ENTRIES SUPPLIED ▸
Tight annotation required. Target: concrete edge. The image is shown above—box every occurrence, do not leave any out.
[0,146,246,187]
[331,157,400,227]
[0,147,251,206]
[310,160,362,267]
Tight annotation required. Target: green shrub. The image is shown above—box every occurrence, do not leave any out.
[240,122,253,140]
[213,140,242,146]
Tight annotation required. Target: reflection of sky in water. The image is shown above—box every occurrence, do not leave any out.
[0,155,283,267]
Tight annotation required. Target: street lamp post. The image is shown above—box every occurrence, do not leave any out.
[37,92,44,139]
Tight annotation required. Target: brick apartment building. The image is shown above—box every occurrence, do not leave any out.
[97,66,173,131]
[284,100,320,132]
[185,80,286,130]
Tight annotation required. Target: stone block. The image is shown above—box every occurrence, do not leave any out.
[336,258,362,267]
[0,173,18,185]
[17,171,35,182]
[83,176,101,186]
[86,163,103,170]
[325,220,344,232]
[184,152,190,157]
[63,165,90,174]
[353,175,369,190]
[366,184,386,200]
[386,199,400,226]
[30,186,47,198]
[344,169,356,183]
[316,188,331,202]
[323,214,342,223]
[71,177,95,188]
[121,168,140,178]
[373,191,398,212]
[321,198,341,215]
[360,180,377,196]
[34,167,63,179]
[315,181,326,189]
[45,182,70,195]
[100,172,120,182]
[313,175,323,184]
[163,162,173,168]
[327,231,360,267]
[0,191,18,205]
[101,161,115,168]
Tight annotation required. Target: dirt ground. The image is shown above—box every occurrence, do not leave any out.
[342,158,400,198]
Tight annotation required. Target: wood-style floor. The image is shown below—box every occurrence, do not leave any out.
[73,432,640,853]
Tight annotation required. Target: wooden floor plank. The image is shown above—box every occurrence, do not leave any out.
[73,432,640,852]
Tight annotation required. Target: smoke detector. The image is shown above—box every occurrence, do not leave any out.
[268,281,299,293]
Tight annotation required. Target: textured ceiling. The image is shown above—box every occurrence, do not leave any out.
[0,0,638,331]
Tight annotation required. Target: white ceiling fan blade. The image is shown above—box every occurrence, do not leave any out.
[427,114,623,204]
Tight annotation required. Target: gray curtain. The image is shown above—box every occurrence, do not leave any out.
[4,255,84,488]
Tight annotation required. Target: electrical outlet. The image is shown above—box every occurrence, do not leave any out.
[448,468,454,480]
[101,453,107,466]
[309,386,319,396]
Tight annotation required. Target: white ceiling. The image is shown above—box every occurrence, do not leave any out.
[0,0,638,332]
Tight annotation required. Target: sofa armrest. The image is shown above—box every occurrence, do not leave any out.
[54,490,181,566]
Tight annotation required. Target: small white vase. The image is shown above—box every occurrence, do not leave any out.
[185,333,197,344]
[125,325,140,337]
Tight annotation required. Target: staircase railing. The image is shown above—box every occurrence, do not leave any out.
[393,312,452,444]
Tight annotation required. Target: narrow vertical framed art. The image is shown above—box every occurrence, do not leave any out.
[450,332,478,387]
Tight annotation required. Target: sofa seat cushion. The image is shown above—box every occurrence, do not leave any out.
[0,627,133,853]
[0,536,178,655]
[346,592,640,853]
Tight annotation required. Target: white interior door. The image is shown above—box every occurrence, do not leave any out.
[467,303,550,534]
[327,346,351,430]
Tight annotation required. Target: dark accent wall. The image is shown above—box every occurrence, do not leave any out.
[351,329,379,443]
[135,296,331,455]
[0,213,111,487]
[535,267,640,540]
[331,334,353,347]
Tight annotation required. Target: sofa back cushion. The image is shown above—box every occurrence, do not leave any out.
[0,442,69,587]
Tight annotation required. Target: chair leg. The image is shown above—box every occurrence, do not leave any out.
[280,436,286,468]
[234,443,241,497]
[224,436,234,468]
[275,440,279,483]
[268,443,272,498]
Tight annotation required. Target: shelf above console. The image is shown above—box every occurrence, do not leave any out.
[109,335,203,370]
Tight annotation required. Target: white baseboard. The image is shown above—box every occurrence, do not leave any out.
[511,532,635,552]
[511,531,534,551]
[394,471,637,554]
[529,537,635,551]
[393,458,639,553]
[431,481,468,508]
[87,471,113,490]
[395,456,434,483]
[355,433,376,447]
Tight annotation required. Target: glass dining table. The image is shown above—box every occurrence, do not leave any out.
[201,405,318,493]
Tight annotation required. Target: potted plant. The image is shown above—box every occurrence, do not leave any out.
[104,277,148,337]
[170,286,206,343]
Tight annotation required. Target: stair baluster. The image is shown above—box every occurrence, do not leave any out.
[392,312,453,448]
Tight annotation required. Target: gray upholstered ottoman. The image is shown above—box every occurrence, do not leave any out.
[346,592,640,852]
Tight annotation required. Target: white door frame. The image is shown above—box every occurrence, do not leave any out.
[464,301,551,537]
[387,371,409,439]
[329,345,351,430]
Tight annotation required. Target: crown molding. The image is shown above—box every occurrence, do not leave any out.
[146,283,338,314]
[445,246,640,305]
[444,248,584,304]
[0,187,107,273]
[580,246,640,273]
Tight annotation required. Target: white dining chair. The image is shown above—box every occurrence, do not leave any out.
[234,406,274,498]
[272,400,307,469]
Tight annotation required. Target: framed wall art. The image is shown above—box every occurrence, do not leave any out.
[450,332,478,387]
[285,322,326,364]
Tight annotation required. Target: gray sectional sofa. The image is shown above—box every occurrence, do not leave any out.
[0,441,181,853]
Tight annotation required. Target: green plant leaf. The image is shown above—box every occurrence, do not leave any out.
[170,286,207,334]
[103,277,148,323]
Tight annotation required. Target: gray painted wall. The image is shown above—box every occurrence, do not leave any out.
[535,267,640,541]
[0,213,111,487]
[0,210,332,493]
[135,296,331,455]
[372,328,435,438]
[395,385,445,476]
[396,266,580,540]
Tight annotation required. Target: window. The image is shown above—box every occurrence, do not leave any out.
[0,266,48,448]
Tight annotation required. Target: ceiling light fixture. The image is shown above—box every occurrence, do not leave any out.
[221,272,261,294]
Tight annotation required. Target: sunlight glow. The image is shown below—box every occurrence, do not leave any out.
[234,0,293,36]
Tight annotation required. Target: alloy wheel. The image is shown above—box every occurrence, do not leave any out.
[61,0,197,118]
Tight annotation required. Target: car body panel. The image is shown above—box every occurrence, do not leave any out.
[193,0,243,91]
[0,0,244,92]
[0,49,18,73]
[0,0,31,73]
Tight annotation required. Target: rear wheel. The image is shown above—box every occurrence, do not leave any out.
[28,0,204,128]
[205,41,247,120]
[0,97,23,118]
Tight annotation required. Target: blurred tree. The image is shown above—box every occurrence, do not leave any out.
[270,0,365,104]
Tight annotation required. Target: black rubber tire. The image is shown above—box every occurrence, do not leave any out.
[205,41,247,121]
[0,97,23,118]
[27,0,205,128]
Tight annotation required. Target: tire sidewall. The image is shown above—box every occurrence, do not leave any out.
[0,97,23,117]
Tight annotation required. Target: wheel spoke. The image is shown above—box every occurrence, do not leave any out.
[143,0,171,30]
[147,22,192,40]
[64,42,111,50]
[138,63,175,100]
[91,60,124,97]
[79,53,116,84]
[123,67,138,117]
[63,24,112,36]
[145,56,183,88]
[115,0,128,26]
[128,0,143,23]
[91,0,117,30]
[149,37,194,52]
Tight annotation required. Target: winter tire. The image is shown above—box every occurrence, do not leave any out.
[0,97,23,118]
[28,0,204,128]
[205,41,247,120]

EXERCISE AIM ▸ Print the material once more, exactly.

RESULT FOR THIS TASK ▸
Tight annotation required. Target: concrete edge. The image is shown above—box every occurrence, do not leave any out.
[0,146,246,187]
[331,157,400,227]
[0,147,251,206]
[310,160,362,267]
Tight annotation required. Target: green shrub. The image is shown above—box every occurrence, do not leave any out.
[240,122,253,140]
[213,140,242,146]
Tight annotation required. Target: reflection of sky in water. The image is shown above—box every occurrence, do not leave any out.
[0,155,283,267]
Tight annotation required. Target: street lamp post. The image is shown above—box every occurrence, do not leave any out.
[37,92,44,139]
Tight annotation required. Target: brick apartment building. The image is shown above—box every occurrence, do not leave any out.
[97,66,173,131]
[284,100,320,132]
[185,80,286,130]
Tight annotation required. Target: stone block. The image is shown above—box every occurrence, do not leave any out.
[336,258,362,267]
[0,173,18,185]
[17,171,35,182]
[83,176,101,186]
[86,163,103,170]
[325,220,344,232]
[184,152,190,157]
[63,165,90,174]
[353,175,369,190]
[366,184,386,200]
[386,199,400,226]
[30,186,47,198]
[344,169,356,183]
[316,188,331,202]
[323,214,342,223]
[71,177,95,188]
[121,168,140,178]
[373,191,398,212]
[321,198,341,215]
[360,180,377,196]
[34,167,63,179]
[315,181,326,189]
[45,182,70,195]
[100,172,120,182]
[313,175,323,184]
[163,162,173,168]
[327,231,360,267]
[0,191,18,205]
[101,161,115,168]
Tight annotation required. Target: dirt ground. The image is shown above—box every occurrence, do not leave any out.
[342,158,400,198]
Tight annotation required. Target: wood-style floor. The image is shown below—box every occurrence, do not leave any out.
[73,432,640,853]
Tight annotation required. Target: wooden floor plank. The image is shown above—box every occurrence, do not leave any out.
[73,432,640,852]
Tight annotation required. Target: smoke detector. The image is shown above—box every occurrence, do not leave any out.
[268,281,299,293]
Tight annotation required. Target: textured ceiling. The image is shown above—box every occurrence, do not leave any out.
[0,0,638,331]
Tight annotation required. Target: white ceiling fan blade. The image is shown above—box every occurrence, do not leave any out.
[427,114,623,204]
Tight annotation required. Target: gray curtain. The image is shown above—box every occurrence, do not leave any out.
[4,255,84,488]
Tight annotation required. Target: electrical outlet. The image is shown above—box every occurrence, do not leave any out.
[448,468,454,480]
[101,453,107,466]
[309,386,319,396]
Tight annotation required. Target: white ceiling. The image is shown above—box every occurrence, do not leave any out.
[0,0,638,332]
Tight annotation required. Target: sofa armrest. The image is shown above—box every occurrence, do not leave any out.
[54,490,181,566]
Tight annotation required. Target: small white vase. The image is shown above—box every occurrence, do not leave any out.
[185,333,197,344]
[125,325,140,337]
Tight annotation required. Target: staircase railing. The image is shown above—box every occurrence, do not leave any out.
[393,312,452,444]
Tight annotation required. Target: narrow vertical framed art. The image is shown above—box every occurrence, do not leave any out.
[450,332,478,387]
Tight annotation required. Target: sofa seat cushion. The image is shown above—box every occurrence, do not leave any out.
[0,627,133,853]
[0,536,178,655]
[346,592,640,853]
Tight annotation required. Target: white interior door. The image is shown above—box every occurrence, do not leave any out.
[467,303,550,534]
[327,346,351,430]
Tight annotation required. Target: dark accent wall. The image is shown above—box every occurrence, do not leave any out.
[351,329,379,443]
[135,296,331,455]
[0,213,111,487]
[535,267,640,540]
[331,334,353,347]
Tight annotation required. Target: sofa back cushion. The image is shown above—box every occurrence, do not leave any out.
[0,442,69,587]
Tight annotation required. Target: chair leg. The image is shown above—box every occurrence, do not leave any out.
[280,436,286,468]
[234,443,241,497]
[224,436,234,468]
[275,440,279,483]
[268,443,272,498]
Tight annotation required. Target: shelf above console. The image is shown above—box every occurrence, do not leave any out.
[109,335,203,370]
Tight annotation required. Target: white baseboard. The image is shown above—box every occurrence, do not leave any out.
[511,532,635,552]
[511,531,534,551]
[394,471,637,554]
[529,537,635,551]
[393,458,639,553]
[431,481,468,508]
[87,471,113,490]
[395,456,434,483]
[355,433,376,447]
Tight annotation required. Target: glass dining table. The image is shown above—box every occurrence, do not leave any out.
[201,405,318,493]
Tight annotation required. Target: potted plant. The image is shown above—box every occurrence, do not leave any out.
[104,277,148,337]
[170,286,206,343]
Tight annotation required. Target: stair baluster. The image is shown above—box every occurrence, do not leave any out.
[392,312,453,448]
Tight annotation required. Target: gray upholstered ottoman. The image is shown above—box every occurrence, do not leave any out.
[346,592,640,852]
Tight annotation required. Target: white door frame. The image is shown above—box every occurrence, do not leave any out.
[464,301,551,537]
[387,371,409,439]
[329,345,351,430]
Tight annotation required. Target: crown molding. The image is shown above—box every occurrence, do not leave any out.
[146,283,338,314]
[445,246,640,305]
[444,248,584,304]
[0,187,107,273]
[580,246,640,273]
Tight annotation required. Target: white dining chair. The image is shown above—box every occurrence, do not leave any out.
[234,406,274,498]
[272,400,307,469]
Tight annotation required. Target: framed wall art. The image is shown above—box every occurrence, do not leave any out.
[450,332,478,387]
[285,322,326,364]
Tight annotation required. Target: gray sectional sofa. The image is shown above—box every occurrence, do not leave any out.
[0,441,181,853]
Tight annotation required. Target: green plant leaf. The image is shown above—box every occurrence, do not leave any out.
[170,286,207,334]
[103,277,148,323]
Tight annotation required. Target: gray painted wall. The image is shown above—box every occurrence, do not leave any out.
[535,267,640,541]
[0,213,111,487]
[0,210,332,493]
[135,296,331,455]
[372,328,435,438]
[395,385,445,476]
[396,266,580,540]
Tight annotation required. Target: window. The image is shown above—box every occurrence, do not leave any out.
[0,266,48,448]
Tight annotation required. Target: ceiling light fixture. The image is shown above—box every occurrence, do not leave any out.
[221,272,261,294]
Tight annotation required. Target: sunlight glow. The image is shown below—box every occurrence, do not leave any out.
[234,0,293,36]
Tight annotation required. Target: alloy wheel. The image is shown above—box every occurrence, do not leave any out.
[61,0,197,118]
Tight annotation required. Target: car body panel. The image is shown above—box every occurrence, do not leave any out.
[193,0,243,91]
[0,0,244,92]
[0,49,18,73]
[0,0,31,73]
Tight annotation required. Target: rear wheel. The image is shown above—box every occurrence, do not leave any out.
[28,0,204,128]
[205,41,247,120]
[0,97,23,118]
Tight annotation required. Target: blurred tree. The image is shown above—box every occurrence, do not leave any out.
[270,0,365,104]
Tight annotation required. Target: black rubber tire. The image is shown above—box every occurrence, do not leave any out.
[205,41,247,121]
[0,97,23,118]
[27,0,205,128]
Tight annotation required. Target: tire sidewall. The image is shown above—box every occurrence, do not leave any out.
[0,97,23,117]
Tight annotation required. Target: wheel spoke. The image is shown above—box every occurrence, do not leave any out.
[143,0,171,30]
[147,22,192,40]
[64,42,111,50]
[138,63,175,100]
[91,60,124,97]
[79,53,116,84]
[123,67,138,117]
[63,24,112,36]
[145,56,183,88]
[115,0,128,26]
[128,0,143,23]
[91,0,117,30]
[149,37,194,52]
Tight annotation required. Target: winter tire. The image is shown above—box every occurrence, do not leave any out.
[0,97,23,118]
[28,0,204,128]
[205,41,247,120]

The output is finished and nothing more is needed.